## start Dataset rows

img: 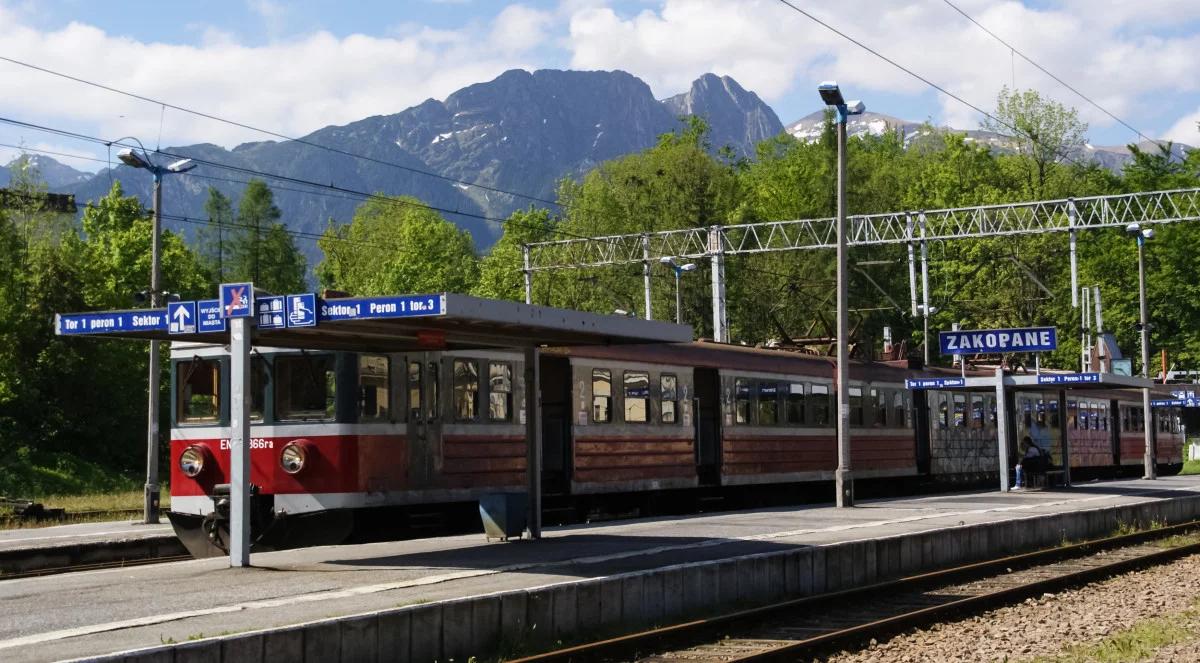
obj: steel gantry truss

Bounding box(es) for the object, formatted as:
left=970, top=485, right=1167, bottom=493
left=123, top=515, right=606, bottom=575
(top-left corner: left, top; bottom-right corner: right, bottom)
left=523, top=189, right=1200, bottom=341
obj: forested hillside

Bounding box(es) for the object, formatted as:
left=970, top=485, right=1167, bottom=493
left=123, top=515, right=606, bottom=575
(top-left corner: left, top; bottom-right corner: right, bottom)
left=0, top=86, right=1200, bottom=495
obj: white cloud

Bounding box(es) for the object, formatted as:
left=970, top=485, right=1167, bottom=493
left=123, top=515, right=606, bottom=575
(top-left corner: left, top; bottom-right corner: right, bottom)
left=556, top=0, right=1200, bottom=141
left=0, top=4, right=547, bottom=154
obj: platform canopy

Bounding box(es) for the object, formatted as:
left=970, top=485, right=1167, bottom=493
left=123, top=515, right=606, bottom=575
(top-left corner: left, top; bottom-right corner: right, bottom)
left=55, top=293, right=692, bottom=352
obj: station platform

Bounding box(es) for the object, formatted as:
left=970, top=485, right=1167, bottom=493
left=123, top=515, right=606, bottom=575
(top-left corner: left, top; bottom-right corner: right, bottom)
left=0, top=476, right=1200, bottom=662
left=0, top=520, right=186, bottom=578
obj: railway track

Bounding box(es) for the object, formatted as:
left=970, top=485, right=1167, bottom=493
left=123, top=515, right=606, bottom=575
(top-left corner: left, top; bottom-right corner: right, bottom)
left=515, top=521, right=1200, bottom=663
left=0, top=553, right=192, bottom=583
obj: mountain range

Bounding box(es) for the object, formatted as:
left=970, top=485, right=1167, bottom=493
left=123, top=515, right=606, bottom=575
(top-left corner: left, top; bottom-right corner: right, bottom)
left=0, top=70, right=1187, bottom=264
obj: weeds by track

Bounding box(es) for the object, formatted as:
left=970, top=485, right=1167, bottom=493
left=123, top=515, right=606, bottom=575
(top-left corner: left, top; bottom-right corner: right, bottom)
left=516, top=522, right=1200, bottom=663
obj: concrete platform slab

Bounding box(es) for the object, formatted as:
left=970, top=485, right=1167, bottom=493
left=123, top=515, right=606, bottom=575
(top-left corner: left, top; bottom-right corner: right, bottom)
left=0, top=477, right=1200, bottom=661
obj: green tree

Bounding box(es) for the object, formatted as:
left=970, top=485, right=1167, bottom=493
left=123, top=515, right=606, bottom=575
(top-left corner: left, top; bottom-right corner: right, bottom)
left=317, top=195, right=479, bottom=295
left=982, top=86, right=1087, bottom=198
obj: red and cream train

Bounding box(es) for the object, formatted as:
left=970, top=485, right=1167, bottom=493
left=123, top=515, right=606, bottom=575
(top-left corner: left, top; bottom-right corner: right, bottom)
left=169, top=342, right=1182, bottom=556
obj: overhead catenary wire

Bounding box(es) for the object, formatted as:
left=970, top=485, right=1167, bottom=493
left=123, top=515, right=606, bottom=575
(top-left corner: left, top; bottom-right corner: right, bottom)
left=942, top=0, right=1154, bottom=142
left=0, top=55, right=560, bottom=207
left=778, top=0, right=1086, bottom=168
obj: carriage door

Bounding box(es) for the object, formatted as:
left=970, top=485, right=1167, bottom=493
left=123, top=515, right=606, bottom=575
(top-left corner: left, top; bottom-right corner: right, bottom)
left=404, top=352, right=443, bottom=488
left=540, top=356, right=572, bottom=495
left=692, top=369, right=721, bottom=485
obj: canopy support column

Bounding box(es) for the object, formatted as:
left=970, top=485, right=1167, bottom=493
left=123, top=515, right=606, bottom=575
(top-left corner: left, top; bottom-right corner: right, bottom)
left=229, top=317, right=251, bottom=567
left=996, top=368, right=1008, bottom=492
left=524, top=346, right=541, bottom=539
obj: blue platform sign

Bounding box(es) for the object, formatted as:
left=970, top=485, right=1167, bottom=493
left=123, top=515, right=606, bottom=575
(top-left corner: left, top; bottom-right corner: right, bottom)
left=287, top=292, right=317, bottom=327
left=937, top=327, right=1058, bottom=354
left=904, top=377, right=967, bottom=389
left=167, top=301, right=196, bottom=334
left=196, top=299, right=226, bottom=334
left=1150, top=399, right=1200, bottom=407
left=317, top=294, right=445, bottom=322
left=221, top=283, right=254, bottom=317
left=1038, top=374, right=1100, bottom=384
left=55, top=309, right=167, bottom=336
left=254, top=297, right=287, bottom=329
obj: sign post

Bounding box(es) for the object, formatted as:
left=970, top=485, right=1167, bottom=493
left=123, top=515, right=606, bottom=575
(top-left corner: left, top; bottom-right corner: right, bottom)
left=221, top=283, right=254, bottom=567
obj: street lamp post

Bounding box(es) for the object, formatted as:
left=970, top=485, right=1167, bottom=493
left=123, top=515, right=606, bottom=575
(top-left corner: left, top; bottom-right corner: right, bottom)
left=817, top=82, right=866, bottom=507
left=659, top=256, right=696, bottom=324
left=118, top=143, right=196, bottom=525
left=1126, top=223, right=1158, bottom=479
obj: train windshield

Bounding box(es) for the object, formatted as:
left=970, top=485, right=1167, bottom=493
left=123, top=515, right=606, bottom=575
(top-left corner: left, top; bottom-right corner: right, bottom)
left=275, top=354, right=336, bottom=422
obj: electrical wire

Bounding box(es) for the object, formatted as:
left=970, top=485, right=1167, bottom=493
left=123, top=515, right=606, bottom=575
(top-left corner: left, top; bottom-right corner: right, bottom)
left=778, top=0, right=1087, bottom=168
left=942, top=0, right=1154, bottom=142
left=0, top=55, right=559, bottom=207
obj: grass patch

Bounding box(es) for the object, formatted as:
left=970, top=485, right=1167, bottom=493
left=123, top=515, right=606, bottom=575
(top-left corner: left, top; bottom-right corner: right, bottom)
left=1033, top=610, right=1200, bottom=663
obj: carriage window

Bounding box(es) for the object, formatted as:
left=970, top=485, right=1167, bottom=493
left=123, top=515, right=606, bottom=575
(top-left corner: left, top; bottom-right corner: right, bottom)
left=623, top=371, right=650, bottom=424
left=809, top=384, right=829, bottom=426
left=592, top=369, right=612, bottom=424
left=733, top=380, right=754, bottom=424
left=850, top=387, right=863, bottom=426
left=787, top=382, right=804, bottom=424
left=487, top=362, right=512, bottom=422
left=871, top=389, right=888, bottom=426
left=175, top=358, right=219, bottom=424
left=454, top=359, right=479, bottom=422
left=275, top=354, right=337, bottom=422
left=359, top=354, right=391, bottom=422
left=758, top=382, right=779, bottom=426
left=408, top=362, right=421, bottom=422
left=659, top=374, right=679, bottom=424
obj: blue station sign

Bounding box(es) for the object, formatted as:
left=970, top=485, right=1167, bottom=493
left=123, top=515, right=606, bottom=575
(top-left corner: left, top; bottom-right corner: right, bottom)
left=196, top=299, right=227, bottom=334
left=317, top=294, right=445, bottom=322
left=1038, top=374, right=1100, bottom=384
left=937, top=327, right=1058, bottom=354
left=904, top=377, right=967, bottom=389
left=54, top=309, right=167, bottom=336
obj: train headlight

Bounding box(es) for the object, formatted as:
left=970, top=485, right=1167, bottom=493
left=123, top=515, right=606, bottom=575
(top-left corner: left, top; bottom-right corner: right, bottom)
left=280, top=443, right=308, bottom=474
left=179, top=447, right=205, bottom=478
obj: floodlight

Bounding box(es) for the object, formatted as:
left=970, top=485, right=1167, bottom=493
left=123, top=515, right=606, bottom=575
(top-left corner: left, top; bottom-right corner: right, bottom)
left=817, top=80, right=846, bottom=106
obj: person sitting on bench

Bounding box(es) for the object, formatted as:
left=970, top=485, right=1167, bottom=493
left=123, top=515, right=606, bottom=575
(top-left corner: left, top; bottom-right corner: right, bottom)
left=1014, top=435, right=1050, bottom=490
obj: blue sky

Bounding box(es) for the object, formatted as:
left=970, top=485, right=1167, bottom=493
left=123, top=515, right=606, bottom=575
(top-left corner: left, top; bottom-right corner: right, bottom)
left=0, top=0, right=1200, bottom=169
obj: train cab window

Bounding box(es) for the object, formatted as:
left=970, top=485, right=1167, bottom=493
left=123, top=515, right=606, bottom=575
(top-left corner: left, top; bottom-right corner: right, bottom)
left=275, top=354, right=337, bottom=422
left=758, top=382, right=780, bottom=426
left=408, top=362, right=424, bottom=422
left=659, top=374, right=679, bottom=424
left=487, top=362, right=512, bottom=422
left=871, top=388, right=888, bottom=426
left=425, top=362, right=442, bottom=422
left=454, top=359, right=479, bottom=422
left=622, top=371, right=650, bottom=424
left=359, top=354, right=391, bottom=422
left=733, top=378, right=754, bottom=424
left=175, top=357, right=221, bottom=424
left=850, top=387, right=863, bottom=426
left=592, top=369, right=612, bottom=424
left=809, top=384, right=832, bottom=426
left=786, top=382, right=805, bottom=424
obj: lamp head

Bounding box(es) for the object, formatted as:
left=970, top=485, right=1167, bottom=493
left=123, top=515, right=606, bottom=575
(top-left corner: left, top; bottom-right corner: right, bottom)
left=817, top=80, right=846, bottom=106
left=116, top=150, right=150, bottom=169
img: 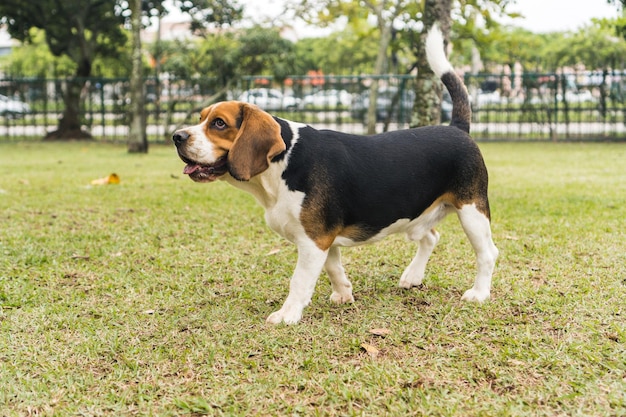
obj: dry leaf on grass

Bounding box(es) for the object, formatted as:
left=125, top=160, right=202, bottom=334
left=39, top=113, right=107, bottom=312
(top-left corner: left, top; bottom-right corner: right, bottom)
left=361, top=343, right=380, bottom=358
left=91, top=173, right=120, bottom=185
left=370, top=328, right=391, bottom=337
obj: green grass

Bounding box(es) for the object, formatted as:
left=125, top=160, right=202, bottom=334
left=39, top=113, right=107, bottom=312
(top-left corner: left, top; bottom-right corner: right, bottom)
left=0, top=143, right=626, bottom=416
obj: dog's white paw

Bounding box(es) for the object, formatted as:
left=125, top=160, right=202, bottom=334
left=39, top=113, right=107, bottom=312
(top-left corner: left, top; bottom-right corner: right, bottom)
left=330, top=292, right=354, bottom=304
left=461, top=288, right=490, bottom=303
left=266, top=306, right=302, bottom=324
left=398, top=268, right=424, bottom=290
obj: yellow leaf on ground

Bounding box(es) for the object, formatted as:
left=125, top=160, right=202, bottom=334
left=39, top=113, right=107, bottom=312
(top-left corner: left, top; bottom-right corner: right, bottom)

## end Dataset rows

Pick out every line in the rows above that contains the word "carriage" and copy each one.

Right answer –
obj: carriage door
obj: carriage window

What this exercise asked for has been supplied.